** Start Material **

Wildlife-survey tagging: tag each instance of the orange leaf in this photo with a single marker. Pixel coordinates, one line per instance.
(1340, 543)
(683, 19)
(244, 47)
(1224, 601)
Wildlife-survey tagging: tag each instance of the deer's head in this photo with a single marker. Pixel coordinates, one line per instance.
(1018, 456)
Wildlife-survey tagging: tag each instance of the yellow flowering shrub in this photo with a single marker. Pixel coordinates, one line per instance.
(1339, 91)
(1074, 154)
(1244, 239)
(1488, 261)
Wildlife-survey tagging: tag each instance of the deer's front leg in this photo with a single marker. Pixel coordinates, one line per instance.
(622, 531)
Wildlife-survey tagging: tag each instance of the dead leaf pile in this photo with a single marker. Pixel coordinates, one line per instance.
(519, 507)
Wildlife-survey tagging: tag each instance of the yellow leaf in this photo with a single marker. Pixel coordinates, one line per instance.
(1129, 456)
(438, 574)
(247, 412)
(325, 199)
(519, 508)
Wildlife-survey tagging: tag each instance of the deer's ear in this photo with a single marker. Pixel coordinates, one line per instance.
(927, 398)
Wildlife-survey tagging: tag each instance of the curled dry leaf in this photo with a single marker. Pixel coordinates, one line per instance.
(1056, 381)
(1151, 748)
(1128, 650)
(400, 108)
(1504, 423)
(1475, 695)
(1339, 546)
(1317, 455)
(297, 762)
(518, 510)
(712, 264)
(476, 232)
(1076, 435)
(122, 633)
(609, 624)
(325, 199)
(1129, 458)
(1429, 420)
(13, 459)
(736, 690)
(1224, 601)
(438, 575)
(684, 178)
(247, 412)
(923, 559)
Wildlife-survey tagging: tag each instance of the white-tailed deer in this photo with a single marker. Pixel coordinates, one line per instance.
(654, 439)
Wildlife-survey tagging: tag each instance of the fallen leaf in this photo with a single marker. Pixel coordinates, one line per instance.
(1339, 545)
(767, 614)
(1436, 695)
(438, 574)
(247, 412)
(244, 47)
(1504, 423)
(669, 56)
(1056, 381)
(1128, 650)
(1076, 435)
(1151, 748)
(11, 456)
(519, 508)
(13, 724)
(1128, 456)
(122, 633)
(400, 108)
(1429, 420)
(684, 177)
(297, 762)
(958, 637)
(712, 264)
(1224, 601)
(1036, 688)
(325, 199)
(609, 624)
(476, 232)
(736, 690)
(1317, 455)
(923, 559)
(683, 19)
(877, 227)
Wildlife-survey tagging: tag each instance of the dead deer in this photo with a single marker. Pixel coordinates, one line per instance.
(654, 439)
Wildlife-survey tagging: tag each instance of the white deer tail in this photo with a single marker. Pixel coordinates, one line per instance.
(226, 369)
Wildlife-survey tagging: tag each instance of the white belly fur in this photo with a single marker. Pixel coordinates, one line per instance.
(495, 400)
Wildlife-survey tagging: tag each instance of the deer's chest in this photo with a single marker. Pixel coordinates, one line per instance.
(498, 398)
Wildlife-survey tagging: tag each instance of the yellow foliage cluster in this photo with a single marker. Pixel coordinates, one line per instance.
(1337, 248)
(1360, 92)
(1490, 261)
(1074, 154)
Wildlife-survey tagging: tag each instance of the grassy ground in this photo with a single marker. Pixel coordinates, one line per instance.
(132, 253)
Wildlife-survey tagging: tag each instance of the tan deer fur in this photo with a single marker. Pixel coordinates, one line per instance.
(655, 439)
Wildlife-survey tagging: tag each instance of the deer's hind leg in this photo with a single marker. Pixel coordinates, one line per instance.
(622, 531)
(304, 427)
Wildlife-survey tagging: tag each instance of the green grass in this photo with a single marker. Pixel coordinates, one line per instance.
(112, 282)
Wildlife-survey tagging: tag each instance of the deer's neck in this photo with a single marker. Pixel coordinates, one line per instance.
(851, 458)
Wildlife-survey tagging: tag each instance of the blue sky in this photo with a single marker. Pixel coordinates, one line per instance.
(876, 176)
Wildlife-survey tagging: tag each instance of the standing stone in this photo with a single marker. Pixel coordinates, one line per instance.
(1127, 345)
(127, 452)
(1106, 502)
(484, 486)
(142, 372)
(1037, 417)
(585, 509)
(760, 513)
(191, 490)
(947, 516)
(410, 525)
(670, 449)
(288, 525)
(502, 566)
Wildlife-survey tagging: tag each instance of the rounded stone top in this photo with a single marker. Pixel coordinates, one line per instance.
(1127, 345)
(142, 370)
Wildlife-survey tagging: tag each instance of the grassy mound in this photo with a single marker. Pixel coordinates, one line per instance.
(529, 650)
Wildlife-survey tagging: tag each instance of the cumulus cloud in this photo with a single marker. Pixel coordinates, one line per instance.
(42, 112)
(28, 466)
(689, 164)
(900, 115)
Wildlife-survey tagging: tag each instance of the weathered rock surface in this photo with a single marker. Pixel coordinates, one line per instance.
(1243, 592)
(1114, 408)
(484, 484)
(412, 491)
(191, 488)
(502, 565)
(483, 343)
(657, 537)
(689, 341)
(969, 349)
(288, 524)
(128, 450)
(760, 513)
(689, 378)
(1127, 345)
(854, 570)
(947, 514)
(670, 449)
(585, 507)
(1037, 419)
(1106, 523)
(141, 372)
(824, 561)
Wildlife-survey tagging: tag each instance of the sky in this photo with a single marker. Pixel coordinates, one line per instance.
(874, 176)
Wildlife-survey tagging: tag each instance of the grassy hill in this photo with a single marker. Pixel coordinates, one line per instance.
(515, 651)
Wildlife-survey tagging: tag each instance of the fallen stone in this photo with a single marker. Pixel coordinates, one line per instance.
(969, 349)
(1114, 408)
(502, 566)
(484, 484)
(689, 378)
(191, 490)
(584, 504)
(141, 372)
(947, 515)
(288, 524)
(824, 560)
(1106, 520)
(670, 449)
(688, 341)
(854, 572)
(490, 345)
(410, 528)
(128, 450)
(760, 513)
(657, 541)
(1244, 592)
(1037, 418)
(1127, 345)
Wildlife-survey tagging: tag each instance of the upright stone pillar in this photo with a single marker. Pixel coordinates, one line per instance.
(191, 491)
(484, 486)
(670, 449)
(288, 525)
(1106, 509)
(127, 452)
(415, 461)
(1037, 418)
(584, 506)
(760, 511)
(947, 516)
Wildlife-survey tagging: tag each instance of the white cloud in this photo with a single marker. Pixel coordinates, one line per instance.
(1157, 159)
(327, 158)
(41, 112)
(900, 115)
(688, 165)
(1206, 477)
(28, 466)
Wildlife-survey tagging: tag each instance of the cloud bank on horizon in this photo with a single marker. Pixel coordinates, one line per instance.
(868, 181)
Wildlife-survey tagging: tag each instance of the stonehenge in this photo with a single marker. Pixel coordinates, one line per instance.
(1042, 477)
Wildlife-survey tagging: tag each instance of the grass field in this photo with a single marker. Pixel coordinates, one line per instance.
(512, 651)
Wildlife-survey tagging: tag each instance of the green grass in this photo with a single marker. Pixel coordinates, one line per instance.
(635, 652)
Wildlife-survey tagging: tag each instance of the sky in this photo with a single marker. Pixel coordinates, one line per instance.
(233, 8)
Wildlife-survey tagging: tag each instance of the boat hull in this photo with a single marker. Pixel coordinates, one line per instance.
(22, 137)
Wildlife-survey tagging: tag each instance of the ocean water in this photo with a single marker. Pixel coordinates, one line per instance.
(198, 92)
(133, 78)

** End Material **

What to produce: Quote each line above in full, word for word.

Answer to the exercise:
Wildlife-survey tagging: tag each instance of the orange leaf in this photo with a single marker. Pixel coordinates, one line per instance.
(1340, 543)
(683, 19)
(244, 47)
(1224, 601)
Wildlife-survey tagging: tag each instance of the deer's head in this photo with a single marker. Pixel coordinates, one line per instance.
(1018, 456)
Wildlife-survey tagging: tag each instance of the yellow flowering shrub in this photo with a single marker. Pixel coordinates, one line per instance.
(1339, 91)
(1074, 154)
(1244, 239)
(1488, 261)
Wildlife-survey tagging: tag each instance of the deer's front leg in this photo with a single marker. Pixel coordinates, one line per instance.
(622, 531)
Wildlife-survey tagging: tag each instance of the dead leaf pile in this photo with a single marker. Pixel coordinates, one line per instance.
(519, 507)
Wildlife-survey tagging: tag each instance of the yellow leaf in this photo with a single marker. Pixel coordinates, one line per instance.
(1129, 456)
(438, 574)
(247, 412)
(325, 199)
(519, 508)
Wildlife-survey tagging: tag each instance of the deer's ear in this photo with a single marker. Pixel coordinates, one line per instance.
(927, 398)
Wildlife-survey tagging: tag each instance of the curled dry leaf in this photo with a single marker. Pixel coordinates, one line per instance.
(1056, 381)
(1151, 748)
(1128, 650)
(400, 108)
(1504, 423)
(1475, 695)
(1339, 546)
(1317, 455)
(297, 762)
(518, 510)
(712, 264)
(476, 232)
(1076, 435)
(122, 633)
(609, 624)
(325, 199)
(1129, 458)
(1429, 420)
(13, 459)
(736, 690)
(1224, 601)
(438, 575)
(684, 178)
(247, 412)
(923, 559)
Wildlife-survey tagging: tag each instance of the white-tailed deer in this photo with a single marker. Pixel coordinates, one line per instance.
(654, 439)
Wildlife-survey tagging: tag each instance of the fallen leaf in this photo with a single marker. Pixel coordinates, one line per instance.
(1339, 545)
(767, 614)
(1436, 695)
(438, 574)
(247, 412)
(244, 47)
(1504, 423)
(669, 56)
(1056, 381)
(1128, 650)
(1076, 435)
(1151, 748)
(11, 456)
(519, 508)
(13, 724)
(1128, 456)
(122, 633)
(400, 108)
(1429, 420)
(684, 177)
(297, 762)
(958, 637)
(712, 264)
(1224, 601)
(1036, 688)
(325, 199)
(609, 624)
(476, 232)
(736, 690)
(1317, 455)
(923, 559)
(683, 19)
(877, 227)
Wildlife-survey tagging: tag each instance of the dead deer in this photo with a single marker. Pixel coordinates, one line per instance.
(654, 439)
Wildlife-survey tagging: tag each instance of the white deer tail in this photo with a single marker. Pixel coordinates, one line per instance.
(226, 369)
Wildlife-survey tagging: tag each instance of the white belly fur in this photo with a single marker. Pixel coordinates, one line per instance.
(495, 400)
Wildlife-survey tagging: tag each instance of the deer's chest in this photo with a single marker. Pixel coordinates, one line per instance.
(498, 398)
Wildlife-survey tagging: tag each instance of the yellow foliage cluster in this photo with a single marker. Pixel coordinates, one line per instance.
(1337, 248)
(1360, 92)
(1490, 261)
(1074, 154)
Wildlife-survey tagging: tag each instance of the grassy ground in this photo with a single marker. Pixel coordinates, one line per instance.
(132, 253)
Wildlife-survey tagging: tag each instance of the tan deer fur in this photo with a single marker. Pixel coordinates, one line per instance.
(655, 439)
Wildlife-survey tagging: tag each instance of the deer's hind leg in this photo with a single marker. Pixel coordinates, one line per instance.
(622, 531)
(304, 427)
Wildlife-survey tagging: tag each instance of the green grass in this photo with a single marker. Pixel coordinates, one line per instance.
(112, 282)
Wildlife-survey tagging: tag each instance of the deer's neck in this photo with a single marker. Pixel coordinates, one line per instance.
(851, 458)
Wildlife-survey tagging: tag each instance of the blue sky in this photo with a single marker. Pixel coordinates, one line per instance.
(876, 176)
Wildlife-survey tagging: tag each instance of the standing stone in this photo with a single marker. Pixel coordinates, one line per instance.
(1127, 345)
(127, 452)
(1106, 502)
(484, 486)
(142, 372)
(1037, 417)
(585, 509)
(760, 513)
(191, 490)
(947, 516)
(410, 525)
(670, 449)
(288, 525)
(502, 566)
Wildlife-survey tagging: tag each instance of the rounded stone top in this photo with a single marker. Pixel coordinates, one line per instance.
(1127, 345)
(142, 370)
Wildlife-survey tagging: tag each instance of the grassy mound in this photo with a single marker. Pixel coordinates, one line per instance.
(529, 650)
Wildlife-survey tagging: tag each instance of the cumulus cloud in this photo with a single marker. Pixel coordinates, one line per instance.
(42, 112)
(28, 466)
(689, 164)
(900, 115)
Wildlife-survey tagging: tag each instance of the weathered rock surface in this photo with a single marker. Pixel coordinates, one line per instance.
(1243, 592)
(1114, 408)
(484, 484)
(412, 491)
(191, 488)
(502, 565)
(483, 343)
(657, 537)
(689, 341)
(969, 349)
(288, 524)
(128, 450)
(760, 513)
(689, 378)
(1127, 345)
(854, 570)
(947, 514)
(670, 449)
(585, 507)
(1037, 419)
(1106, 523)
(141, 372)
(824, 561)
Wildlife-survey tagging: tag each instance of the sky in this photo with a single marker. Pixel coordinates, one line per instance.
(874, 176)
Wildlife-survey tagging: tag each instance of the grassy hill in this photo with a single marker. Pixel coordinates, one line per instance.
(515, 651)
Wildlife-survey tagging: tag each instance of the fallen stone in this photo with a single marker. Pixel coordinates, one line per instance.
(969, 349)
(1114, 408)
(502, 566)
(484, 484)
(689, 378)
(191, 490)
(584, 504)
(141, 372)
(947, 515)
(288, 524)
(824, 560)
(1106, 520)
(670, 449)
(688, 341)
(854, 572)
(490, 345)
(410, 528)
(128, 450)
(760, 513)
(657, 541)
(1244, 592)
(1037, 418)
(1127, 345)
Wildlife-survey tagging: tag each instance of the upright stone pillar in this photo with a single marker. Pixel coordinates, one line per instance.
(191, 491)
(484, 486)
(670, 449)
(288, 525)
(1106, 509)
(127, 452)
(415, 461)
(1037, 418)
(584, 506)
(760, 511)
(947, 516)
Wildlife-survey tagging: tag each instance of the white cloud in this photo with a single marker. Pixel coordinates, one line per instance.
(1157, 159)
(327, 158)
(41, 112)
(900, 115)
(688, 165)
(1206, 477)
(28, 466)
Wildlife-survey tagging: tag each instance of the cloud bank on horizon in this photo with a single marker. Pixel coordinates, one line per instance.
(868, 181)
Wildlife-survey tagging: tag each instance of the stonehenge in this photo with a single marker. Pixel coordinates, one line per instance.
(1042, 477)
Wildlife-survey tagging: tag each instance of the grass field in this photo with a single marker. Pixel coordinates, one line per instance.
(512, 651)
Wildlife-survey tagging: tag each instance of the green grass in this photo with a single marker. Pixel coordinates, one line per instance.
(635, 652)
Wildlife-survey tagging: tag each instance of the sky in this photo with a single marker. Pixel coordinates, one line per instance.
(233, 8)
Wildlife-survey tagging: tag each instance of the boat hull in this photo with a single marker. Pixel coordinates, one line per instance.
(22, 137)
Wildlife-survey tagging: tag each instance of the ocean water in this photo with a single marker. Pixel coordinates, one line per instance.
(198, 92)
(133, 78)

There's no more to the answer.